Rows of bounding-box annotation data:

+---+

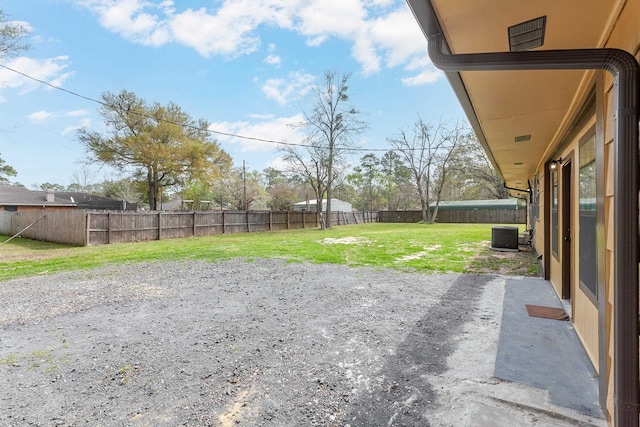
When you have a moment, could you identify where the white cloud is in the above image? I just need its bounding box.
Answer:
[60,118,91,137]
[402,70,442,86]
[27,110,89,124]
[77,0,440,83]
[264,55,282,65]
[27,111,56,124]
[209,114,304,152]
[80,0,172,46]
[0,56,73,102]
[262,72,315,105]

+---+

Aim of the task:
Reproduce the material above line for line, with nothing changed. Omit the pictures from your answer.

Expected answer:
When you have a moment, could you identify where the white cloud is in the above image? I just need its bounding box.
Answer:
[60,118,91,137]
[402,70,442,86]
[27,110,89,124]
[77,0,440,83]
[264,55,282,65]
[27,111,56,124]
[209,114,304,152]
[80,0,172,46]
[0,56,73,102]
[262,72,315,105]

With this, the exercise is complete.